PROBLEM STATEMENT »
Reproduce all the records below with "in this image" substituted for every occurrence of "in this photo" and nothing else changed. Leave the pictures out of your copy.
<<<<
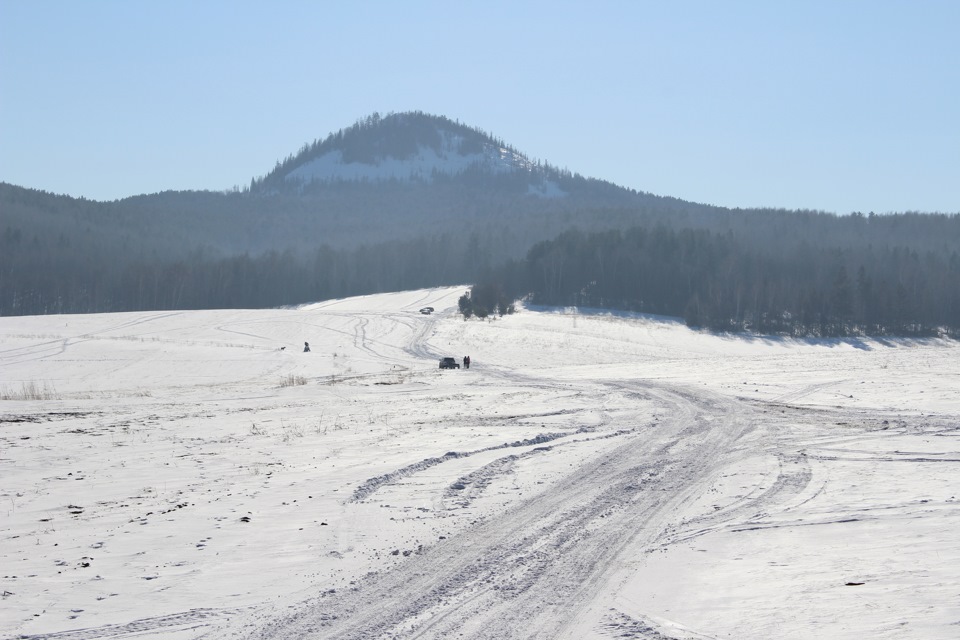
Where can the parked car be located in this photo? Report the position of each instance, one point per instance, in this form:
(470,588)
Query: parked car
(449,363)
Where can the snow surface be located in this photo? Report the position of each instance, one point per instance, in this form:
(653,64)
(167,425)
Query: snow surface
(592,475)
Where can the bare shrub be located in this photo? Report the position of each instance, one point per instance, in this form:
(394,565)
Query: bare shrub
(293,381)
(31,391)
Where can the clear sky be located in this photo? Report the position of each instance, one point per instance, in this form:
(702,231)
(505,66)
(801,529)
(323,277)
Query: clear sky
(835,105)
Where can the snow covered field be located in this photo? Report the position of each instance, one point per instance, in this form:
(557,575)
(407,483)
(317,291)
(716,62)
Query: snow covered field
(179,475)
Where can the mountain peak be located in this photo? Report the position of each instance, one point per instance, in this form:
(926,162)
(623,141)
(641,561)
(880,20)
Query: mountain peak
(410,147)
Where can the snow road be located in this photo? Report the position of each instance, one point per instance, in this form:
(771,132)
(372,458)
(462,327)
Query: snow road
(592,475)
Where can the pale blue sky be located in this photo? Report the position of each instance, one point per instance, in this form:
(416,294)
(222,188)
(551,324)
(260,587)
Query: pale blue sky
>>>>
RESULT FOR THIS EXERCISE »
Where can the parked car be located in this image? Report the position of each instance, one point per instance, in this form:
(470,588)
Query: parked car
(449,363)
Where can the snow surface be located in this image? Report the position of each instance, one point per instance, in this form:
(653,64)
(167,425)
Query: snow surface
(592,475)
Where can the bare shrub be located in this image? Report the position of each instance, one point per instance, in this form:
(394,565)
Query: bare shrub
(293,381)
(31,391)
Where can the clear sky be located in this image? Report the position of each instance, one point per instance, in this form:
(702,231)
(505,66)
(801,529)
(323,277)
Query: clear sky
(835,105)
Where can the snow covered field be located in this image? Report the position of each instance, one point per instance, in this form:
(557,575)
(407,483)
(317,291)
(716,62)
Query: snow covered field
(179,475)
Where can the mountain peak be located in this image? Report the position of each instance, one point per instance, in this form:
(926,162)
(623,141)
(641,561)
(880,20)
Query: mountain peak
(410,147)
Where can the snow road be located in this image? Report the position of each instance, one point per instance, in this form:
(771,132)
(372,458)
(462,327)
Query: snow road
(592,475)
Where can the pale blue sky be located in this image? Report the position of each instance, one point per instance, in this form:
(416,294)
(222,188)
(551,324)
(260,587)
Query: pale blue sky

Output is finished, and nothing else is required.